REQUIRED WORK:
Print each of the following items again, reproducing every line without any change.

==== RECORDS TO USE

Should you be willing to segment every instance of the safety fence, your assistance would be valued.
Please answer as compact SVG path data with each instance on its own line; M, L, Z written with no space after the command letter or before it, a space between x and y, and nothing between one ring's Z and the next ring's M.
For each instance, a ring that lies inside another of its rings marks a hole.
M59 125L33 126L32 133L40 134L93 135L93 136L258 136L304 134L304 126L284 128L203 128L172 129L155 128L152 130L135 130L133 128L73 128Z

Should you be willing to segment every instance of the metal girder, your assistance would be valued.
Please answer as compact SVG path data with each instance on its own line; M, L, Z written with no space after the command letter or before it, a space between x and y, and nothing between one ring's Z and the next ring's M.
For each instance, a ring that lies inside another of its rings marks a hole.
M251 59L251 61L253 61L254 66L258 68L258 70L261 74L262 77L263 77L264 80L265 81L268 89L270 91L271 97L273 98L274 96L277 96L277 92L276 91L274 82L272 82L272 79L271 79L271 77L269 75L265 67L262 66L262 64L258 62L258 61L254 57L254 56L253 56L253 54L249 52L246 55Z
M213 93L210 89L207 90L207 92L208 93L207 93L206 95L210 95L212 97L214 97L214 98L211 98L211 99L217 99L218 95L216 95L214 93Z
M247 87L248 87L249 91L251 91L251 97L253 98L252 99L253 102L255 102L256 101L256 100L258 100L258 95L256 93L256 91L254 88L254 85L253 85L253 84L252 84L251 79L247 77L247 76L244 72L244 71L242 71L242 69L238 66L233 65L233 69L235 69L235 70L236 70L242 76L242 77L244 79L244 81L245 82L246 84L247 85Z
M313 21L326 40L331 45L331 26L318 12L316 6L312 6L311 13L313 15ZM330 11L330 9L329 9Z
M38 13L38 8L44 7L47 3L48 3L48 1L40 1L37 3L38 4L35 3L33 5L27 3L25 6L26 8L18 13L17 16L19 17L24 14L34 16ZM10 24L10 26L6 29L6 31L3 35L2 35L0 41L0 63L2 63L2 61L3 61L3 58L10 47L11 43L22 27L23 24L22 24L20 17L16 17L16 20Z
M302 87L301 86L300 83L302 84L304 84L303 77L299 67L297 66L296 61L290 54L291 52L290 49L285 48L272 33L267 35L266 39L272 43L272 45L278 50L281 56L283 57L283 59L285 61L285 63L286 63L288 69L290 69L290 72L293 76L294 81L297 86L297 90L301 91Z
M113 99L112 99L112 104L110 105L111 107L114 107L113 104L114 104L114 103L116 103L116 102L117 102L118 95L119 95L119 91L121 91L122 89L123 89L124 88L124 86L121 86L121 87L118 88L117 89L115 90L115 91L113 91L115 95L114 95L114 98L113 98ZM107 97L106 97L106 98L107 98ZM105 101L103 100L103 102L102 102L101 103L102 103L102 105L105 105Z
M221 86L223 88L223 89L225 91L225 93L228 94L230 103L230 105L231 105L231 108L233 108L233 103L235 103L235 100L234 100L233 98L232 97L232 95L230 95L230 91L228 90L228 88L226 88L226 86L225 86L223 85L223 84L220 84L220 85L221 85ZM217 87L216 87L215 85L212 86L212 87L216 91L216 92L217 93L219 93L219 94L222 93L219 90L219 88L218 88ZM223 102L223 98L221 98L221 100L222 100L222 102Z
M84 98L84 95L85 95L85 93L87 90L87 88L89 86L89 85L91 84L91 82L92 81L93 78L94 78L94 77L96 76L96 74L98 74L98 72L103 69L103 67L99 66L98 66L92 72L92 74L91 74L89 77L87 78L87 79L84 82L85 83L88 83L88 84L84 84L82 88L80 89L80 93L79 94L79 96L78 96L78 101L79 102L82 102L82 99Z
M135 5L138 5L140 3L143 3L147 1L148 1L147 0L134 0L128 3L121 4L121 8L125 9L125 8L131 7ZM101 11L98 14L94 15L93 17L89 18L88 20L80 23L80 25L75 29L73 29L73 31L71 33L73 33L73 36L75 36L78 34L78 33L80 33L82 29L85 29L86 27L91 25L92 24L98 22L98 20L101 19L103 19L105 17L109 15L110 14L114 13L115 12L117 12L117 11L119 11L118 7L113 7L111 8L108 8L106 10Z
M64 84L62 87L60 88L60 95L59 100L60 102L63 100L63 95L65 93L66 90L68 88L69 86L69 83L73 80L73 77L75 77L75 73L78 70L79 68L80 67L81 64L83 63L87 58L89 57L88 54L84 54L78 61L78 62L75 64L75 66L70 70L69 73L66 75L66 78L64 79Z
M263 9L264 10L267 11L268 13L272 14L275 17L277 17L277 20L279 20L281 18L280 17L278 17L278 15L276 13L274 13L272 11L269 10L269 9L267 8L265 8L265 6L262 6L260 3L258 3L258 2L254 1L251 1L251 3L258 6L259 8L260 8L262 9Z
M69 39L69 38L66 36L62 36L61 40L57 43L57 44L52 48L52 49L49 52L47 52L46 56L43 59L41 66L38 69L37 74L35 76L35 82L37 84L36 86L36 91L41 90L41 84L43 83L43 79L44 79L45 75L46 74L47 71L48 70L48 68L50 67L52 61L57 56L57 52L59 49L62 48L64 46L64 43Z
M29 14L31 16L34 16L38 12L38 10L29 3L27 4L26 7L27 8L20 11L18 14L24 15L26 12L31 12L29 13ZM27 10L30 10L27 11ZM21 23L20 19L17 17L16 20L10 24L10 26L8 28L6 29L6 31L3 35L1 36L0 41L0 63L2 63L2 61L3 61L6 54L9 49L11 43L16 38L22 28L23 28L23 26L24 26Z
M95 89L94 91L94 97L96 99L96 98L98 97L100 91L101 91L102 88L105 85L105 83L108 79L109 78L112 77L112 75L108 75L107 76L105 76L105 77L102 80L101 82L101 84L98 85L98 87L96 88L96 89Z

========

ANSWER IN FULL:
Should you be willing to segment every instance of the safety fence, your assistance would be valued.
Please answer as compact SVG path data with each instance on its own line; M, L, Z written with no space after the command letter or before it, a space between x and y, and nothing between one ring's Z and the next ring's M.
For each instance, a ring that lies inside another of its rings marks a hole.
M59 125L33 126L32 133L40 134L93 135L93 136L258 136L304 134L304 126L284 128L203 128L172 129L155 128L152 130L135 130L133 128L73 128Z

Should you be willing to segment every instance of the metal girder, your assistance would be valued.
Please answer as compact SVG path data with each instance on its own line; M, L, Z written with no space after the command letter or before it, a space between x and y, and nothing between one ring's Z and the next ring's M.
For each instance, a ring that lies inside another of its rings marks a hole.
M251 59L251 61L253 61L254 66L258 68L258 70L261 74L262 77L263 77L264 80L265 81L268 89L270 91L271 97L273 98L274 96L277 96L277 92L276 91L274 82L272 82L272 79L271 79L271 77L269 75L265 67L262 66L262 64L258 62L258 61L254 57L254 56L253 56L253 54L249 52L246 55Z
M213 93L210 89L207 90L207 92L208 93L207 93L206 95L210 95L212 97L214 97L214 98L211 98L211 99L217 99L218 95L216 95L214 93Z
M247 87L248 87L249 91L251 91L251 97L253 98L252 99L253 102L255 102L256 101L256 100L258 100L258 95L256 93L256 91L254 88L254 85L253 85L253 84L252 84L251 79L247 77L247 76L244 72L244 71L242 71L242 69L238 66L233 65L233 69L235 69L235 70L236 70L242 76L242 77L244 79L244 81L245 82L246 84L247 85Z
M313 21L326 40L331 45L331 26L318 12L316 6L312 6L311 13L313 15ZM330 11L330 9L329 9Z
M38 13L38 8L44 7L47 3L48 3L48 1L40 1L37 3L38 4L35 3L33 5L27 3L25 6L26 8L18 13L17 16L19 17L24 14L34 16ZM10 24L10 26L6 29L6 31L3 35L2 35L0 41L0 63L2 63L2 61L3 61L3 58L10 47L11 43L22 27L23 24L22 24L20 17L16 17L16 20Z
M302 87L301 86L300 83L302 84L304 84L303 77L299 67L297 66L296 61L290 54L291 52L290 49L285 48L272 33L267 35L266 39L272 43L272 45L278 50L281 56L283 57L283 59L285 61L285 63L286 63L288 69L290 69L290 72L293 76L294 81L297 86L297 90L301 91Z
M113 99L112 99L112 104L110 105L111 107L114 107L113 104L114 104L114 103L116 103L116 102L117 102L118 95L119 95L119 91L121 91L122 89L123 89L124 88L124 86L121 86L121 87L118 88L117 89L115 90L115 91L113 91L115 95L114 95L114 98L113 98ZM107 97L106 97L106 98L107 98ZM105 101L103 100L103 102L102 102L101 103L102 103L102 105L105 105Z
M221 86L223 88L223 89L225 91L225 93L228 94L230 103L230 105L231 105L231 108L233 108L233 103L235 103L235 100L234 100L233 98L232 97L232 95L230 95L230 91L228 90L228 88L226 88L226 86L225 86L223 85L223 84L220 84L220 85L221 85ZM217 87L216 87L215 85L212 86L212 87L216 91L216 92L217 93L219 93L219 94L222 93L219 90L219 88L218 88ZM223 102L223 98L221 98L221 100L222 100L222 102Z
M84 98L84 95L85 95L85 93L87 90L87 88L89 86L89 85L91 84L91 82L92 81L93 78L94 78L94 77L96 76L96 74L98 74L98 72L103 69L103 67L99 66L98 66L92 72L92 74L91 74L89 77L87 78L87 79L84 82L85 83L88 83L88 84L84 84L82 88L80 89L80 93L79 94L79 96L78 96L78 101L79 102L82 102L82 99Z
M135 5L138 5L140 3L143 3L147 1L148 1L147 0L134 0L128 3L121 4L121 8L125 9L125 8L131 7ZM101 11L98 14L94 15L93 17L89 18L88 20L80 23L80 25L75 29L73 29L73 31L71 33L73 33L73 36L75 36L78 34L78 33L80 33L82 29L85 29L86 27L91 25L92 24L98 22L98 20L101 19L103 19L105 17L109 15L110 14L114 13L115 12L117 12L117 11L119 11L118 7L113 7L111 8L108 8L106 10Z
M64 84L62 87L60 88L60 95L59 100L60 102L63 100L63 95L65 93L66 90L68 88L69 86L69 83L73 80L73 77L75 77L75 73L78 70L79 68L80 67L81 64L83 63L87 58L89 57L88 54L84 54L78 61L78 62L75 64L75 66L70 70L69 73L66 75L66 78L64 79Z
M263 9L264 10L267 11L268 13L272 14L275 17L277 17L277 20L279 20L281 18L280 17L278 17L278 15L276 13L274 13L272 11L269 10L269 9L267 8L265 8L265 6L262 6L260 3L258 3L258 2L254 1L251 1L251 3L258 6L259 8L260 8L262 9Z
M69 39L69 38L66 36L62 36L61 40L57 43L57 44L52 48L52 49L49 52L47 52L46 56L43 59L41 66L38 69L37 74L35 76L35 82L37 84L36 86L36 91L41 90L41 84L43 83L43 79L44 79L45 75L46 74L47 71L48 70L48 68L50 67L52 61L57 56L57 52L59 49L62 48L64 46L64 43Z
M29 14L31 16L34 16L38 12L38 10L29 3L27 4L26 7L27 8L20 11L18 14L24 15L26 12L31 12L29 13ZM27 10L30 10L27 11ZM21 23L20 19L17 17L16 20L10 24L10 26L8 28L6 29L6 31L3 35L1 36L0 41L0 63L2 63L2 61L3 61L6 54L9 49L11 43L16 38L22 28L23 28L23 26L24 26Z
M95 89L94 91L94 97L96 99L96 98L98 97L100 91L101 91L102 88L105 85L105 83L108 79L109 78L112 77L112 75L108 75L107 76L105 76L105 77L102 80L101 82L101 84L98 85L98 87L96 88L96 89Z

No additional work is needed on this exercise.